Task requirements: Render the material below as a Markdown table with the columns Row and Line, numbering each line and leaving out blank lines.

====

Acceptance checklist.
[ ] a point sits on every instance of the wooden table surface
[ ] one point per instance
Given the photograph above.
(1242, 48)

====

Correct result:
| Row | Line |
|---|---|
| 1 | Acceptance checklist. |
| 2 | [ ] a point sits on every instance of the wooden table surface |
| 3 | [ ] one point per instance |
| 4 | Given the photograph above. |
| 5 | (1242, 48) |